• [Tarefa proposta] Extraia do texto sobre Machado de Assis e Noel Rosa o trecho que começa em "Noel e Machado" e termina em "1970, p. 18).", reproduzindo-o sem nenhuma alteração.

Os Joões-Ninguém de Machado e Noel


Propomos agora, aos apreciadores de literatura e/ou de música popular (e a quem interessar possa), uma comparação que pode parecer um tanto inusitada. Pretendemos, nestas poucas linhas que se seguem, aproximar o escritor Machado de Assis do compositor de música popular Noel Rosa.

Como todos sabem, Machado e Noel nasceram ambos onde outrora fora a capital do Brasil. Cariocas da gema — Machado nasceu no Morro do Livramento; Noel, em Vila Isabel —, tinham ambos a malandragem que costuma ser atribuída ao povo do Rio de Janeiro. (É certo que Machado disfarçava a sua malandragem “sob a neutralidade aparente das suas histórias ‘que todos podiam ler’” (CANDIDO, 1970, p. 17), como argutamente observou Antonio Candido).

Outro fato que os aproxima é o de serem ambos afligidos por problemas de saúde. Machado era epilético, além de gago quando criança. Noel tinha um problema de malformação no maxilar inferior e, além disso, morreu jovem, aos 27 anos, vítima de tuberculose.

Contudo, não é dessas coincidências entre as duas personalidades que intentamos escrever. Entre os dois, pensamos haver uma proximidade nas intenções estéticas e na maneira de observar a sociedade brasileira — tão bem representada pela sociedade carioca do final do século XIX e dos anos 1930 do século XX.

Noel e Machado colocavam em suas obras um humor todo especial. O primeiro, em suas letras, possuía um humor mais explícito, muitas vezes cômico, apesar de também fazer uso da “ironia fina”, tão típica de Machado. Por sua vez, o autor de Dom Casmurro espeta seus leitores com o que Antonio Candido chamou de “finura”. Afirma ainda o crítico sobre o estilo machadiano: “Ironia fina, estilo refinado, evocando as noções de ponta aguda e penetrante, de delicadeza e força juntamente” (CANDIDO, 1970, p. 18).

• [Dados fornecidos]

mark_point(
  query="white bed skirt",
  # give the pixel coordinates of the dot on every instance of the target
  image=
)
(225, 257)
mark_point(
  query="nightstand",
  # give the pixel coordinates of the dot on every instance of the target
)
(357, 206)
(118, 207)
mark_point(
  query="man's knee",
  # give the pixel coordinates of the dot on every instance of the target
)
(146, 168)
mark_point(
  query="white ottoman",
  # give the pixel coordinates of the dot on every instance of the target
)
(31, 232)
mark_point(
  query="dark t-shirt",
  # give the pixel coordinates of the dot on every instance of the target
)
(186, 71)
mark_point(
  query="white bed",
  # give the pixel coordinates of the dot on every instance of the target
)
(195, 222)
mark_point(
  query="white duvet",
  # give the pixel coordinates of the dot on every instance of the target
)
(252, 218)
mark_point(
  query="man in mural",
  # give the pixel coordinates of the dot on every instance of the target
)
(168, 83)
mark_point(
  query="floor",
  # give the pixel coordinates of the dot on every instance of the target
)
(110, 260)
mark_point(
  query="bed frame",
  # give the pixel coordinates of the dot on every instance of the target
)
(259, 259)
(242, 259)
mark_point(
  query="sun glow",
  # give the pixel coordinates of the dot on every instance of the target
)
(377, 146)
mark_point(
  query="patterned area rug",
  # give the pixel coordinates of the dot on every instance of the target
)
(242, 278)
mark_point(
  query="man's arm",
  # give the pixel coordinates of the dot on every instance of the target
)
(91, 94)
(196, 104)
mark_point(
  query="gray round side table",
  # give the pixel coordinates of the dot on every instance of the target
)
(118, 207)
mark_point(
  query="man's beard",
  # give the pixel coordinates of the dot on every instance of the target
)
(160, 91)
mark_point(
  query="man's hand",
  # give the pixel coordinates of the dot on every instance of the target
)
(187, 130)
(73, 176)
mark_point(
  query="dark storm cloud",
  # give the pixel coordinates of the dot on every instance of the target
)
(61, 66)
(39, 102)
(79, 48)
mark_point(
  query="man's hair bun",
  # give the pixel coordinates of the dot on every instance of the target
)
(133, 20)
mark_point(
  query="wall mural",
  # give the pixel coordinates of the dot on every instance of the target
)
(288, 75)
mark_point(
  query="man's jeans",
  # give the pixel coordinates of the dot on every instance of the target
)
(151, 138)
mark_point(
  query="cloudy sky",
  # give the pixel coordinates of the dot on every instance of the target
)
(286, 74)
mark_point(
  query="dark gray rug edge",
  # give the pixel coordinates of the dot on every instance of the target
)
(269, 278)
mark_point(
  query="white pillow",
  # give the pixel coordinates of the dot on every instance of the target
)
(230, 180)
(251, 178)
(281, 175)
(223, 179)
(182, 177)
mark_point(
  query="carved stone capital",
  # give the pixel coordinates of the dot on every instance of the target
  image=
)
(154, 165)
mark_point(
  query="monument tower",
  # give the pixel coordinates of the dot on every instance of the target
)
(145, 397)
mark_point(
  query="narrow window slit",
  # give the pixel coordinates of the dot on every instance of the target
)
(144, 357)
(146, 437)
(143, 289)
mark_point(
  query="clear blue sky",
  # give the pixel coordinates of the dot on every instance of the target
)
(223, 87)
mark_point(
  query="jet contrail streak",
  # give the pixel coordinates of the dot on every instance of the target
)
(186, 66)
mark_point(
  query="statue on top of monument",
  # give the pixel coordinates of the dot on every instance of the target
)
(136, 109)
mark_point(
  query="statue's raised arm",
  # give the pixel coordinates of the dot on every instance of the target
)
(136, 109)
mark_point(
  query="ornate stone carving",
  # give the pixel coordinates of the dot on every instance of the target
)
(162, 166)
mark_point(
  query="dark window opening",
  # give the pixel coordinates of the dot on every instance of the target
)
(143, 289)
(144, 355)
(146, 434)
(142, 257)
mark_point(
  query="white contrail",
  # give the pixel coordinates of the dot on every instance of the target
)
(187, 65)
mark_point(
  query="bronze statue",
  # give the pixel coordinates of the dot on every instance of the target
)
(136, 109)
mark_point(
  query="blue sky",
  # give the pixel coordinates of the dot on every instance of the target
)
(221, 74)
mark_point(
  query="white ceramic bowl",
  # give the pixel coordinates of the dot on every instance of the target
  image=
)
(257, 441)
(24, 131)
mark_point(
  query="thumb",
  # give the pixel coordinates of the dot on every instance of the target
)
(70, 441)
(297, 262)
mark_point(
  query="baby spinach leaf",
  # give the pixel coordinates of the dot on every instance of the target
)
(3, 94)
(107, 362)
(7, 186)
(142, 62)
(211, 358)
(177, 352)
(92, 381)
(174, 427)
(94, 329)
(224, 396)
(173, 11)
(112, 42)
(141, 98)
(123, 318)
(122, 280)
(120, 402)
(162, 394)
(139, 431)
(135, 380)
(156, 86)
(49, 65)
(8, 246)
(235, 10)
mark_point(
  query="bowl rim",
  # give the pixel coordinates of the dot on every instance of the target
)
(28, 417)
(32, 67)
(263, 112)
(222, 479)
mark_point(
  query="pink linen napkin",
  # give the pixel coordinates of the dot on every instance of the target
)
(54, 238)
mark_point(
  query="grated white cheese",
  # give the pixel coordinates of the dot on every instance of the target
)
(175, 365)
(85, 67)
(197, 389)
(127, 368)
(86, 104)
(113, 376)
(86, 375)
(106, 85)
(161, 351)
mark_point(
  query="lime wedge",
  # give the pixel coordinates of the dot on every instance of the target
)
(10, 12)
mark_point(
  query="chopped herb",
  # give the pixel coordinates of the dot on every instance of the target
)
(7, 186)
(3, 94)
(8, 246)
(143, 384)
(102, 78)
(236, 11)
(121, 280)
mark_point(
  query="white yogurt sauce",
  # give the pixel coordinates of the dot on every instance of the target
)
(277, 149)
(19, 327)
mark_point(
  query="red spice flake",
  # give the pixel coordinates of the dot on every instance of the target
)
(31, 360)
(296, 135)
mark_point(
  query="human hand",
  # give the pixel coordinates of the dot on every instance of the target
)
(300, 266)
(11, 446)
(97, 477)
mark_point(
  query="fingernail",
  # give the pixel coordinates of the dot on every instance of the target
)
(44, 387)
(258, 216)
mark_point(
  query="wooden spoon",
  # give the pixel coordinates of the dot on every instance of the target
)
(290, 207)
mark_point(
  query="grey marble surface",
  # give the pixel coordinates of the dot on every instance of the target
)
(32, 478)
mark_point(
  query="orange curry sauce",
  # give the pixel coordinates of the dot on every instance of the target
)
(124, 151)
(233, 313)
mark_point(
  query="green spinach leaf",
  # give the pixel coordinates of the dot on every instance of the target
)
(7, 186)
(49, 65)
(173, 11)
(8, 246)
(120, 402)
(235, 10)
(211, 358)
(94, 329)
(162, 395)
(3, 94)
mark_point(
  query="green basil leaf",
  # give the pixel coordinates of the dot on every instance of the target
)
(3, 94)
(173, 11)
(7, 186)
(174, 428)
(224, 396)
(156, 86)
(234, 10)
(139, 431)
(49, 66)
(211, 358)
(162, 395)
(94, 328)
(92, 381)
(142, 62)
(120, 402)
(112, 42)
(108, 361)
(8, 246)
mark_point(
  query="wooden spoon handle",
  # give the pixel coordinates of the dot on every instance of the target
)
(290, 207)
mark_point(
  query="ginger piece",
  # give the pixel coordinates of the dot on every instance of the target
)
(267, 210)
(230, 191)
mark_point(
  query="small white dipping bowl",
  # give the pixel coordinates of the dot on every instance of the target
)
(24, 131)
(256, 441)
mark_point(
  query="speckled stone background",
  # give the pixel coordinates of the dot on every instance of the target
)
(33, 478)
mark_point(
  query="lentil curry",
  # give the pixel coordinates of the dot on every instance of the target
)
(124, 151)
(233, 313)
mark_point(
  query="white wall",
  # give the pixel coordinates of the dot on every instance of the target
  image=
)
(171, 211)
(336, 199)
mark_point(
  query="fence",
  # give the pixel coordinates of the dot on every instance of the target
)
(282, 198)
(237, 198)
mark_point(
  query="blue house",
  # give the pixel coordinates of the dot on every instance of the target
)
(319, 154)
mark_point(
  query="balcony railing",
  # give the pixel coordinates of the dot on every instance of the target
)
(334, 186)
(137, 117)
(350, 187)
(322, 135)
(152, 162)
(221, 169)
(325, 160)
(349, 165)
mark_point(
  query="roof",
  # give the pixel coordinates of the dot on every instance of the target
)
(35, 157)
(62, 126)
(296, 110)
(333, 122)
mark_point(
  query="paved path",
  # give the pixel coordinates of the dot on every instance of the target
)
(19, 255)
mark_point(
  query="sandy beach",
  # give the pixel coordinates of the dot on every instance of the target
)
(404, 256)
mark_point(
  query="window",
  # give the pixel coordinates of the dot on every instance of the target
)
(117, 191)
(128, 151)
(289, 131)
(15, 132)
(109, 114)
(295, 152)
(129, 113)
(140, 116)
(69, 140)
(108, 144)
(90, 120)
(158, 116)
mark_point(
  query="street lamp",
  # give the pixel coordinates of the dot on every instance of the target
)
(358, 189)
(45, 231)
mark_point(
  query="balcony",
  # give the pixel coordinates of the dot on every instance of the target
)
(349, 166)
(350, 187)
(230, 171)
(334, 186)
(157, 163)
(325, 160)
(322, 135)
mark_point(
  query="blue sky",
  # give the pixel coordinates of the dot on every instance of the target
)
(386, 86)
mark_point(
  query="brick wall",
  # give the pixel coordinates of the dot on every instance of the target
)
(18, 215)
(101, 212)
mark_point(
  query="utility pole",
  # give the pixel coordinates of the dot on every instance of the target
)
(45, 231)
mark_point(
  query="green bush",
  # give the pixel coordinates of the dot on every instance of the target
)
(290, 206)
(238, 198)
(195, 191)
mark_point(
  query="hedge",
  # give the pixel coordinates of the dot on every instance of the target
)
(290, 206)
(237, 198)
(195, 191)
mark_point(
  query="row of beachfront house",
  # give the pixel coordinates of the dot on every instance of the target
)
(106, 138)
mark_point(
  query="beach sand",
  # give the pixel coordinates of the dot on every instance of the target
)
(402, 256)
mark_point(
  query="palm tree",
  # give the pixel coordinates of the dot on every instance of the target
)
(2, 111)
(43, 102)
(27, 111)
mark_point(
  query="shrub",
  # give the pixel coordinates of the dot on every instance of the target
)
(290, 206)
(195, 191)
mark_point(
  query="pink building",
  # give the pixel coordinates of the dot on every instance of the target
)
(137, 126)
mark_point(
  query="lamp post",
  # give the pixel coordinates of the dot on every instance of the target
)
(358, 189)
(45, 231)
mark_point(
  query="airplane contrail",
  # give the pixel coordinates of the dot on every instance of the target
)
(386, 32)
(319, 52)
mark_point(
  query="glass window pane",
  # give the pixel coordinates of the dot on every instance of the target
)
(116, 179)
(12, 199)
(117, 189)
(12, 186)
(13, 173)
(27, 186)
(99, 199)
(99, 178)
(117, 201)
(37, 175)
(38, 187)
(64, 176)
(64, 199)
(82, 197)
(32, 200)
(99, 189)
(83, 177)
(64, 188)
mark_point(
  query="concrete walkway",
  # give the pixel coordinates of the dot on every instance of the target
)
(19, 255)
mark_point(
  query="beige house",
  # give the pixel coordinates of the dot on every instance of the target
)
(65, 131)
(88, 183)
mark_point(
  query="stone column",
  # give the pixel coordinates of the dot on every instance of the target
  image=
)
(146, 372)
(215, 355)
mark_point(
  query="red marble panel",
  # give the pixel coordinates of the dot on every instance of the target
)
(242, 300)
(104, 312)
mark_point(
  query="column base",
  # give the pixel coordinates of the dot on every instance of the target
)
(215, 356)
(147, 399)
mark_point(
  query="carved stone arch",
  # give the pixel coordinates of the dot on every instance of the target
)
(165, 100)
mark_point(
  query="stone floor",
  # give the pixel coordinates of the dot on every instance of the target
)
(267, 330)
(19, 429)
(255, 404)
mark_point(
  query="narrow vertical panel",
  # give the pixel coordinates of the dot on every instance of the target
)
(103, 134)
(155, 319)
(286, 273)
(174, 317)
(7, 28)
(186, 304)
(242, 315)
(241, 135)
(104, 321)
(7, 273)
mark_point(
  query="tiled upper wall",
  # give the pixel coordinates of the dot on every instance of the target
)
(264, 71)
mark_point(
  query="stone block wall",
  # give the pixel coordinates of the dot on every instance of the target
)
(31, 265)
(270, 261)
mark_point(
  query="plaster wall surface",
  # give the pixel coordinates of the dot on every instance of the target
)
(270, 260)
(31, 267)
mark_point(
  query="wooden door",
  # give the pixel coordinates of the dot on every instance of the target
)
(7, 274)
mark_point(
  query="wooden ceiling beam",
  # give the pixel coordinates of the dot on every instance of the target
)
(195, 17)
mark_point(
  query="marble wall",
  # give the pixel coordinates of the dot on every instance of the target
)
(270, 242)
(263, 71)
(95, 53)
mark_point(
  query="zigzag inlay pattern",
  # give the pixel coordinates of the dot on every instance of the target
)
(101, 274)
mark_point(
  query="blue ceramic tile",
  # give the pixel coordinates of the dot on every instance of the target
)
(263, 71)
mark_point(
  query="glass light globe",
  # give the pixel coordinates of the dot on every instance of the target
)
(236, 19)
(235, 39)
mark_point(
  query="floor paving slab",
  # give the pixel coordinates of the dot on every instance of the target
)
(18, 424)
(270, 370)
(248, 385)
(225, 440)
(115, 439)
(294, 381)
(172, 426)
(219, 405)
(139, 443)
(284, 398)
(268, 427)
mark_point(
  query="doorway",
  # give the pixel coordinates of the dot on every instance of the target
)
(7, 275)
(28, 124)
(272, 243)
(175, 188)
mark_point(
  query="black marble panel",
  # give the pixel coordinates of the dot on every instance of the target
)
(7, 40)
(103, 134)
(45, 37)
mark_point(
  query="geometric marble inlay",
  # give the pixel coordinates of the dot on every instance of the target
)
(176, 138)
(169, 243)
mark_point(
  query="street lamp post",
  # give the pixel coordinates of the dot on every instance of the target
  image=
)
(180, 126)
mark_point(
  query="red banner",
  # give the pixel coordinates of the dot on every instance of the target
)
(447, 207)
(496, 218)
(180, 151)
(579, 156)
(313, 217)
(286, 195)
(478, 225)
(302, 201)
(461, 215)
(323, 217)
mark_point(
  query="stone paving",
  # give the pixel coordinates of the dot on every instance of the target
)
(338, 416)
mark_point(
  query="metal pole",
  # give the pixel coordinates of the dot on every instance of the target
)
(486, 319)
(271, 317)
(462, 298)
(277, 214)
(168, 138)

• [Resolução escrita]
Noel e Machado colocavam em suas obras um humor todo especial. O primeiro, em suas letras, possuía um humor mais explícito, muitas vezes cômico, apesar de também fazer uso da “ironia fina”, tão típica de Machado. Por sua vez, o autor de Dom Casmurro espeta seus leitores com o que Antonio Candido chamou de “finura”. Afirma ainda o crítico sobre o estilo machadiano: “Ironia fina, estilo refinado, evocando as noções de ponta aguda e penetrante, de delicadeza e força juntamente” (CANDIDO, 1970, p. 18).